*** Task input Section Begins ***
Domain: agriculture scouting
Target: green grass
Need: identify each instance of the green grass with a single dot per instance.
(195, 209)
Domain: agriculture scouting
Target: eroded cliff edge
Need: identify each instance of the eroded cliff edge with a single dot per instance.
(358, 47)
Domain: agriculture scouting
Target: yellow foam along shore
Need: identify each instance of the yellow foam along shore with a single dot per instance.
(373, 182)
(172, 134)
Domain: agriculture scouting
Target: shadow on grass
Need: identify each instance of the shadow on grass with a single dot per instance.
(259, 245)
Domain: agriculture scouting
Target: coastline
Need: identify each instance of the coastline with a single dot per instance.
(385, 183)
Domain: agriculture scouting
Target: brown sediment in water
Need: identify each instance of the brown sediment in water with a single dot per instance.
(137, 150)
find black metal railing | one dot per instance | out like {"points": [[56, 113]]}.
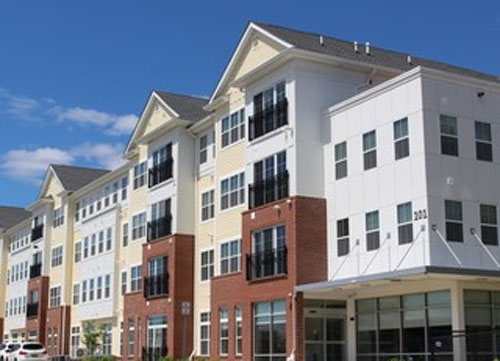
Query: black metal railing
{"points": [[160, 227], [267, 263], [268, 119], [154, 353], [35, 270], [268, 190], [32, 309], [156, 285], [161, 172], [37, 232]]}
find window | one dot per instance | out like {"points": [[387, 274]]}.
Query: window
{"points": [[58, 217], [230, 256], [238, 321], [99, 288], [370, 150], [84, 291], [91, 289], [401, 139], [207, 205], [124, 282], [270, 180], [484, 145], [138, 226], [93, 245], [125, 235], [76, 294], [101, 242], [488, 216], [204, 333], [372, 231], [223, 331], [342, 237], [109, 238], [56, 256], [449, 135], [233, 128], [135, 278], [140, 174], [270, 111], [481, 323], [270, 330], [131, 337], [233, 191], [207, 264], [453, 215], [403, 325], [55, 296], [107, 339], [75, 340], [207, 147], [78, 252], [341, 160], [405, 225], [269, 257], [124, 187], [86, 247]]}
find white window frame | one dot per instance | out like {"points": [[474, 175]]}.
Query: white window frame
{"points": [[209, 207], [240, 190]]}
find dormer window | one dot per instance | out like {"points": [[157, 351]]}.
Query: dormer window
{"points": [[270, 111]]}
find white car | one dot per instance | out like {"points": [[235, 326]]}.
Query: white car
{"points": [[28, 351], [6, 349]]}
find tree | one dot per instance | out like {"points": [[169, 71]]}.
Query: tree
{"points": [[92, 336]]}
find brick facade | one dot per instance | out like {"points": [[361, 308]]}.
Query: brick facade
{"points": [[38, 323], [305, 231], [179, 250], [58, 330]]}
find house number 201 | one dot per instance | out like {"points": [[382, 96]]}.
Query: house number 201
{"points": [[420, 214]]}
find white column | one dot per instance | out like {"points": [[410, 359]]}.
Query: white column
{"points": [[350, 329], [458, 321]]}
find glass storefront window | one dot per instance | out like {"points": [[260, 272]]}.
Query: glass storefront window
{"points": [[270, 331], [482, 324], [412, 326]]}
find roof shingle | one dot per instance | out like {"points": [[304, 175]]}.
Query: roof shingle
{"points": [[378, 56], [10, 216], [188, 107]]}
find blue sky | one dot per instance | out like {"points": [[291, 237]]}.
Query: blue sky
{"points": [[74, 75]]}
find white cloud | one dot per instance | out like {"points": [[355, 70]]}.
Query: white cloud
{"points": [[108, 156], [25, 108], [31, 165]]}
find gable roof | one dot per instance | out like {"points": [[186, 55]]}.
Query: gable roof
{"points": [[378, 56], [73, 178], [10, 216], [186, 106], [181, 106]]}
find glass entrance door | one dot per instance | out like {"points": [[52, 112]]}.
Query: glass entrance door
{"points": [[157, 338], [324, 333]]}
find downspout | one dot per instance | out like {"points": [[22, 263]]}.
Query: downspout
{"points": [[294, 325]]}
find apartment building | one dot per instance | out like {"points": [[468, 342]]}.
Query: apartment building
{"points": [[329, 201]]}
*** Task input Section Ends ***
*** Task input Section Begins ***
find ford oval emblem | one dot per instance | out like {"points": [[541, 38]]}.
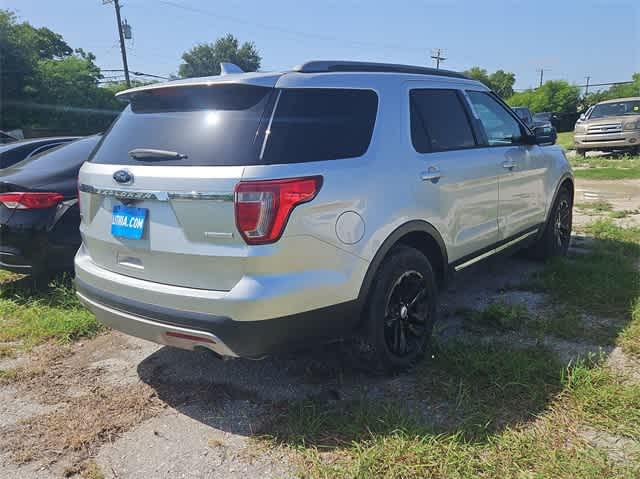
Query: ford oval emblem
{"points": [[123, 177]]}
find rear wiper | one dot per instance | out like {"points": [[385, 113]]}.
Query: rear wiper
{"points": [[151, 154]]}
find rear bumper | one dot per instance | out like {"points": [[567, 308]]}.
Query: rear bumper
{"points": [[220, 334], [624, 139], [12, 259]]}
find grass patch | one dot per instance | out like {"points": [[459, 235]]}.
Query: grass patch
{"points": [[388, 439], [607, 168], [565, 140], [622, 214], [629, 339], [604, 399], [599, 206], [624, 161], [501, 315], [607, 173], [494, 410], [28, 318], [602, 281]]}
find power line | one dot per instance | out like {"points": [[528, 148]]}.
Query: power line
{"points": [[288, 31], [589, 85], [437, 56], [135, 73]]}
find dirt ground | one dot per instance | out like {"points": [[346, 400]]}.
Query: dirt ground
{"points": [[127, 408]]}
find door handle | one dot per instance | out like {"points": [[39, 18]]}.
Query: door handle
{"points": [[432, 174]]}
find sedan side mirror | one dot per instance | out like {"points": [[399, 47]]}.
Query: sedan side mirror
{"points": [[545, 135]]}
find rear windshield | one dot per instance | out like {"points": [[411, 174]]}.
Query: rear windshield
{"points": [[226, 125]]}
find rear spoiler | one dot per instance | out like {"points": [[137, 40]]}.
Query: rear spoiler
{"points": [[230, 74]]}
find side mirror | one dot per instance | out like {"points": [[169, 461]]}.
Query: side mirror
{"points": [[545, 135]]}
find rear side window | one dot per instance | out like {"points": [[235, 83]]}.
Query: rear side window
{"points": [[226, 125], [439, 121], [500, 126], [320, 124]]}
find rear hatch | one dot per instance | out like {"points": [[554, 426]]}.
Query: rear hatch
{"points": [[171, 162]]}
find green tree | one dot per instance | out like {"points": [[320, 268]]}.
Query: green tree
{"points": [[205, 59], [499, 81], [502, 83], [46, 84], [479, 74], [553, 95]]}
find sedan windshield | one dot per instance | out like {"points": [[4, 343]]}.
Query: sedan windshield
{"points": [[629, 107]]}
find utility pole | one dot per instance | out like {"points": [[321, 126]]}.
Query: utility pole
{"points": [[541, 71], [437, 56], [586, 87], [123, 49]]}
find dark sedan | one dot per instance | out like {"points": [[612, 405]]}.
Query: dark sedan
*** Task input Section Ends ***
*** Task input Section Begins ***
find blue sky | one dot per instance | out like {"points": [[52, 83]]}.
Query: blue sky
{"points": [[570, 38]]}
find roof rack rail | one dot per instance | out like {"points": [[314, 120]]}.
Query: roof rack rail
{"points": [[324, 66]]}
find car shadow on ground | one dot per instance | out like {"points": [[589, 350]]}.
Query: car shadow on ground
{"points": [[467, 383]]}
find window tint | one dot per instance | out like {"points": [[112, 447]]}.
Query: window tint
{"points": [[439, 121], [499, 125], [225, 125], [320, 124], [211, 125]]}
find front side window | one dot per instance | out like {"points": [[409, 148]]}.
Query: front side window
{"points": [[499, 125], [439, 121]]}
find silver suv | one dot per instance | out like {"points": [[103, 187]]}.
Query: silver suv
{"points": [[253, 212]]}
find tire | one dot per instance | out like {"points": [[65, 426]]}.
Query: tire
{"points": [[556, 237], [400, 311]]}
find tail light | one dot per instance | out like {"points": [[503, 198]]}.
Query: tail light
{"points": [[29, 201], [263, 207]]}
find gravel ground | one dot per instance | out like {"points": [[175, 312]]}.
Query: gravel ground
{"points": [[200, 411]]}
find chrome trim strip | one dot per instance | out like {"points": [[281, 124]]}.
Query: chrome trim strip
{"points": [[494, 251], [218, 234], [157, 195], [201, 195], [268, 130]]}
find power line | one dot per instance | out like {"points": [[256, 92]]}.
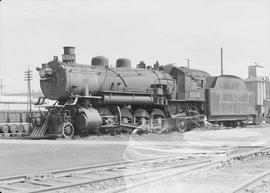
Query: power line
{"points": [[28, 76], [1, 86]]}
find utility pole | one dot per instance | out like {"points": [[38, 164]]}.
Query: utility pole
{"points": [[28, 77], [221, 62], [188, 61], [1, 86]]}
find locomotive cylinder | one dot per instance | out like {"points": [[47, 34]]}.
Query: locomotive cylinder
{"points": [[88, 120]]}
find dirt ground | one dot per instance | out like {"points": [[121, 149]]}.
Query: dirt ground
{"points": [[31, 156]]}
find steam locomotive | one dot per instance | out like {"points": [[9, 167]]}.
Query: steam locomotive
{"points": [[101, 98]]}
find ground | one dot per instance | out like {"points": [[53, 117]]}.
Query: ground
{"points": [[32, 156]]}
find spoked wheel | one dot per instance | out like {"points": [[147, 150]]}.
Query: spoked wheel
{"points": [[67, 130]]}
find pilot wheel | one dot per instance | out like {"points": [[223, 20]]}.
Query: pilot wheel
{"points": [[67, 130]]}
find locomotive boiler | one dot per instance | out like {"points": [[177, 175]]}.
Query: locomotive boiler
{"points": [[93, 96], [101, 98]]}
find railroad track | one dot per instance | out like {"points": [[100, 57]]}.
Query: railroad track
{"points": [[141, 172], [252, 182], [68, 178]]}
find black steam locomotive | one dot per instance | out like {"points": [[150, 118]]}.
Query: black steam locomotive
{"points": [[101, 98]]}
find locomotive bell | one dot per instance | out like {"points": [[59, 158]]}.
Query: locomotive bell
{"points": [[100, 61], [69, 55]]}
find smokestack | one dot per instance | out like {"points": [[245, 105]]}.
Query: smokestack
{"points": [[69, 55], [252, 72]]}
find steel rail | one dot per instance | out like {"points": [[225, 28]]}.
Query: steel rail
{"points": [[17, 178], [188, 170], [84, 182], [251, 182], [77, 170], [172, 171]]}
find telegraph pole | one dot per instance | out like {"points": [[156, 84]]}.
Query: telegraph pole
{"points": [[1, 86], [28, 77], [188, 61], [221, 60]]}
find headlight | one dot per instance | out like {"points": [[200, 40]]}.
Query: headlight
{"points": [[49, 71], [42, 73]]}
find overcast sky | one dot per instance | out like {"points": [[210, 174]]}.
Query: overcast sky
*** Task input Section Ends ***
Your objective ::
Search the entries above for the word "Target", and copy every line where it occurs.

Task result ::
Target: green grass
Target: eroded cliff edge
Target: yellow foam along shore
Target: shadow on grass
Target: coastline
Target: brown sediment in water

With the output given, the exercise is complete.